***** PROVIDED PASSAGE

The Stade Francais man has form for discipline issues. He was banned for 15 weeks in January 2016 for an eye-gouging incident during a Champions Cup pool match against Munster. Now, he has been cited for a stamp on Ospreys’ Keelan Giles during the Top 14 side’s Challenge Cup quarterfinal win at the Principality and could receive a ban ranging from two to 52 weeks. He received a yellow card at the time, after referee Matthew Carley consulted with the TMO, and his game ended when he was shown another early in the second half for a more minor incident. There is a silver lining, for Stade if not the player, though. They won each of those games, despite losing a player.

Mike Ford

To lose one head coaching job may be considered unfortunate. To lose two in less than a year, however…. Mike Ford was sacked by Bath in May 2016, after a disappointing season on the pitch and worsening tensions off it. He returned to coaching with Toulon early in this campaign, taking over from Diego Dominguez as head coach in October. But, while his contract with the Top 14 side was set to finish at the end of the season anyway, he and the club have parted company ‘by mutual consent’ nearly two months earlier than anticipated following the 29-9 Champions Cup quarter-final defeat at Clermont.

**********
***** MATERIAL SHOWN

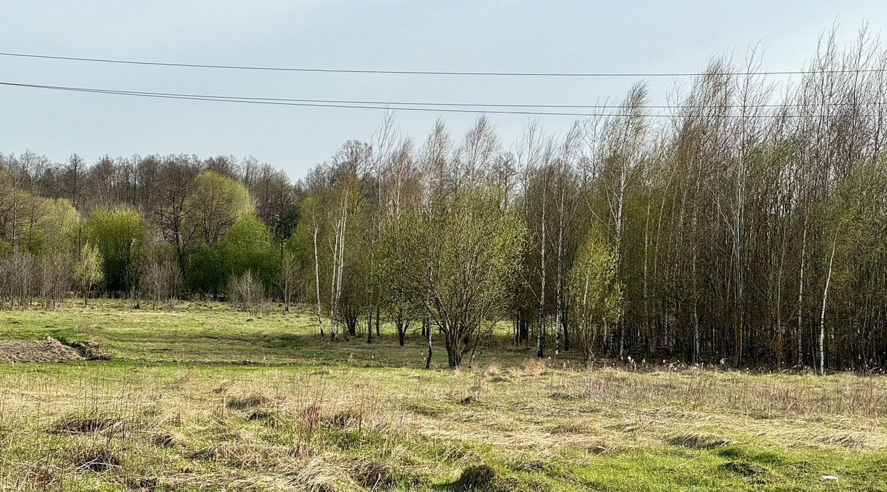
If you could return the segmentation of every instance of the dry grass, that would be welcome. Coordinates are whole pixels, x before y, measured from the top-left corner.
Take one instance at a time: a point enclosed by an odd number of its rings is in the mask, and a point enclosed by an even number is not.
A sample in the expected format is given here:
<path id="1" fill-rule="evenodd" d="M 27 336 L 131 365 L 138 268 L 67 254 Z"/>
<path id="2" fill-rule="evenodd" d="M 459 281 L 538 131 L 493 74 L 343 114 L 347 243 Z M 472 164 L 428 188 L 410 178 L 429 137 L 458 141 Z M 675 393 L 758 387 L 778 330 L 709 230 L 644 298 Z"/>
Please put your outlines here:
<path id="1" fill-rule="evenodd" d="M 93 317 L 90 334 L 115 330 Z M 201 335 L 209 349 L 226 343 L 218 332 Z M 841 476 L 833 489 L 887 488 L 880 377 L 582 370 L 500 353 L 424 371 L 349 343 L 293 366 L 0 364 L 0 490 L 810 489 L 827 473 Z M 418 354 L 391 344 L 385 357 Z M 229 360 L 240 346 L 222 347 Z M 327 348 L 337 358 L 318 367 Z"/>

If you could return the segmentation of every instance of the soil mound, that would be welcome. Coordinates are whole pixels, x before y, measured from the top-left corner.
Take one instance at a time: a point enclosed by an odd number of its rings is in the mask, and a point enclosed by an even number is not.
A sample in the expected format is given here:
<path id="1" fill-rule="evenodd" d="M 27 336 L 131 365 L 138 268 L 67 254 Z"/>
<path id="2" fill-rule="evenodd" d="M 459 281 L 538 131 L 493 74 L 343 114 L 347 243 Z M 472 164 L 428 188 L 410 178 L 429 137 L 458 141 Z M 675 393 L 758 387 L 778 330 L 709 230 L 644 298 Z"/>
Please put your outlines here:
<path id="1" fill-rule="evenodd" d="M 75 349 L 47 337 L 45 340 L 0 340 L 0 363 L 64 363 L 82 360 Z"/>

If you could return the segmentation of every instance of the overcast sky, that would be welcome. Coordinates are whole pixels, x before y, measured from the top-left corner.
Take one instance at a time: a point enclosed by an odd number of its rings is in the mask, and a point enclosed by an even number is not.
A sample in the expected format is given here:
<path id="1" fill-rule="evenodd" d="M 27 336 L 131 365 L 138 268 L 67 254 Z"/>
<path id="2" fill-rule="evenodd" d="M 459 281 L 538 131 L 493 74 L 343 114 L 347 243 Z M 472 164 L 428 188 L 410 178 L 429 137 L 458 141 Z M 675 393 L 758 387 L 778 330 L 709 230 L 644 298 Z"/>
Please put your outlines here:
<path id="1" fill-rule="evenodd" d="M 712 55 L 801 68 L 820 34 L 887 27 L 883 0 L 266 1 L 0 0 L 0 51 L 222 65 L 392 70 L 698 72 Z M 0 82 L 322 99 L 594 104 L 629 78 L 498 78 L 136 66 L 0 57 Z M 649 81 L 664 104 L 669 79 Z M 397 113 L 424 139 L 441 114 Z M 0 152 L 62 161 L 78 152 L 253 155 L 299 178 L 347 139 L 369 139 L 380 110 L 265 106 L 0 87 Z M 475 118 L 443 115 L 456 134 Z M 495 115 L 506 142 L 527 116 Z M 542 116 L 551 131 L 571 120 Z"/>

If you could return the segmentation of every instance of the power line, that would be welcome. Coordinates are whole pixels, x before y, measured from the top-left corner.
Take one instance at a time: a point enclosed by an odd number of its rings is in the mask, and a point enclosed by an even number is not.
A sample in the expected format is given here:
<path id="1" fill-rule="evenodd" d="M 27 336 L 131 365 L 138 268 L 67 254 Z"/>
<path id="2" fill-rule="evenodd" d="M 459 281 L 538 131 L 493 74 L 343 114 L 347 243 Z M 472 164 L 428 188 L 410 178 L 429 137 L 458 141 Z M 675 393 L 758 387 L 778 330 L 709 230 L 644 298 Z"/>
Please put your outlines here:
<path id="1" fill-rule="evenodd" d="M 247 65 L 210 65 L 200 63 L 175 63 L 161 61 L 141 61 L 131 59 L 96 59 L 85 57 L 62 57 L 52 55 L 35 55 L 30 53 L 5 53 L 0 56 L 68 61 L 87 61 L 94 63 L 114 63 L 120 65 L 142 65 L 152 66 L 178 66 L 190 68 L 216 68 L 223 70 L 260 70 L 271 72 L 315 72 L 326 74 L 379 74 L 396 75 L 480 75 L 507 77 L 692 77 L 697 75 L 793 75 L 802 74 L 848 74 L 884 72 L 885 68 L 836 69 L 836 70 L 755 70 L 738 72 L 468 72 L 447 70 L 365 70 L 355 68 L 309 68 L 294 66 L 260 66 Z"/>
<path id="2" fill-rule="evenodd" d="M 0 82 L 0 85 L 8 87 L 20 87 L 20 88 L 28 88 L 28 89 L 43 89 L 51 90 L 61 90 L 61 91 L 70 91 L 70 92 L 85 92 L 91 94 L 111 94 L 118 96 L 133 96 L 133 97 L 143 97 L 143 98 L 161 98 L 161 99 L 181 99 L 181 100 L 195 100 L 195 101 L 211 101 L 211 102 L 227 102 L 227 103 L 242 103 L 242 104 L 258 104 L 258 105 L 287 105 L 287 106 L 305 106 L 305 107 L 333 107 L 333 108 L 345 108 L 345 109 L 381 109 L 381 110 L 400 110 L 400 111 L 418 111 L 418 112 L 431 112 L 431 113 L 491 113 L 491 114 L 523 114 L 523 115 L 549 115 L 549 116 L 637 116 L 636 113 L 579 113 L 579 112 L 548 112 L 548 111 L 512 111 L 512 110 L 486 110 L 483 107 L 493 106 L 493 107 L 567 107 L 567 108 L 589 108 L 589 109 L 618 109 L 624 110 L 625 107 L 622 105 L 477 105 L 477 104 L 463 104 L 463 103 L 407 103 L 407 102 L 381 102 L 381 101 L 357 101 L 357 100 L 341 100 L 341 99 L 294 99 L 294 98 L 251 98 L 251 97 L 239 97 L 239 96 L 214 96 L 206 94 L 185 94 L 185 93 L 176 93 L 176 92 L 146 92 L 146 91 L 137 91 L 137 90 L 110 90 L 110 89 L 96 89 L 96 88 L 86 88 L 86 87 L 71 87 L 71 86 L 59 86 L 59 85 L 44 85 L 44 84 L 30 84 L 30 83 L 19 83 L 19 82 Z M 820 105 L 769 105 L 769 104 L 758 104 L 758 105 L 746 105 L 744 106 L 740 105 L 733 105 L 726 106 L 717 106 L 720 107 L 744 107 L 744 108 L 770 108 L 770 107 L 804 107 L 804 106 L 833 106 L 833 105 L 846 105 L 845 103 L 827 103 Z M 394 106 L 394 107 L 392 107 Z M 420 107 L 411 107 L 411 106 L 420 106 Z M 450 107 L 432 107 L 432 106 L 450 106 Z M 477 106 L 475 109 L 454 109 L 451 106 Z M 704 105 L 641 105 L 638 106 L 638 109 L 693 109 L 693 108 L 707 108 L 715 106 L 707 106 Z M 643 114 L 645 117 L 663 117 L 670 118 L 672 114 L 668 113 L 648 113 Z M 714 114 L 711 115 L 717 118 L 752 118 L 752 117 L 766 117 L 766 118 L 782 118 L 787 115 L 781 114 Z M 788 115 L 790 116 L 790 115 Z"/>
<path id="3" fill-rule="evenodd" d="M 7 85 L 12 85 L 12 82 L 3 82 Z M 80 90 L 82 88 L 67 88 L 64 86 L 51 86 L 51 85 L 40 85 L 40 84 L 18 84 L 24 87 L 34 87 L 39 89 L 71 89 L 72 90 L 76 89 Z M 290 103 L 321 103 L 321 104 L 341 104 L 341 105 L 374 105 L 381 106 L 400 106 L 400 105 L 417 105 L 417 106 L 473 106 L 473 107 L 530 107 L 530 108 L 573 108 L 573 109 L 624 109 L 624 105 L 605 105 L 605 104 L 595 104 L 595 105 L 553 105 L 553 104 L 506 104 L 506 103 L 429 103 L 429 102 L 416 102 L 416 101 L 378 101 L 378 100 L 361 100 L 361 99 L 306 99 L 306 98 L 255 98 L 248 96 L 219 96 L 219 95 L 207 95 L 207 94 L 189 94 L 189 93 L 180 93 L 180 92 L 143 92 L 137 90 L 103 90 L 103 89 L 85 89 L 82 90 L 86 91 L 97 91 L 97 92 L 108 92 L 108 93 L 123 93 L 123 94 L 132 94 L 132 95 L 151 95 L 151 96 L 176 96 L 182 98 L 218 98 L 218 99 L 243 99 L 249 101 L 280 101 L 280 102 L 290 102 Z M 755 105 L 724 105 L 718 107 L 722 108 L 742 108 L 742 107 L 768 107 L 768 108 L 784 108 L 784 107 L 820 107 L 822 105 L 826 106 L 842 106 L 842 105 L 853 105 L 854 103 L 852 102 L 836 102 L 836 103 L 786 103 L 786 104 L 755 104 Z M 711 105 L 642 105 L 639 106 L 644 109 L 695 109 L 695 108 L 706 108 L 711 107 Z"/>

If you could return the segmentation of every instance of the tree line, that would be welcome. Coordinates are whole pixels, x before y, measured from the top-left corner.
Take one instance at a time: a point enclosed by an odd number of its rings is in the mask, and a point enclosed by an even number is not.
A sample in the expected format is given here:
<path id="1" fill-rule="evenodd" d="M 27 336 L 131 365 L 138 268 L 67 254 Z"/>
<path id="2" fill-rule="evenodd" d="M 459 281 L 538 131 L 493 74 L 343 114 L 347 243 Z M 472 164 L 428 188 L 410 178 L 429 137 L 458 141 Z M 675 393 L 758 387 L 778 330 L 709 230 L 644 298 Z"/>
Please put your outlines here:
<path id="1" fill-rule="evenodd" d="M 306 176 L 253 158 L 2 155 L 0 291 L 311 306 L 325 340 L 494 324 L 537 355 L 887 365 L 887 51 L 822 38 L 777 90 L 714 58 L 667 107 L 634 85 L 562 134 L 389 115 Z M 469 355 L 470 356 L 470 355 Z"/>

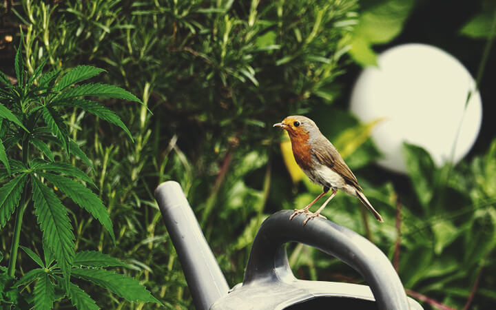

**********

— WHAT TO DO —
[a] Repeat everything in the rugby passage from "The Stade Francais" down to "losing a player.".
[b] Which rugby clubs are named in the rugby passage? List every one.

— TASK-BY-TASK SOLUTIONS —
[a]
The Stade Francais man has form for discipline issues. He was banned for 15 weeks in January 2016 for an eye-gouging incident during a Champions Cup pool match against Munster. Now, he has been cited for a stamp on Ospreys’ Keelan Giles during the Top 14 side’s Challenge Cup quarterfinal win at the Principality and could receive a ban ranging from two to 52 weeks. He received a yellow card at the time, after referee Matthew Carley consulted with the TMO, and his game ended when he was shown another early in the second half for a more minor incident. There is a silver lining, for Stade if not the player, though. They won each of those games, despite losing a player.

[b]
Stade Francais
Munster
Ospreys
Bath
Toulon
Clermont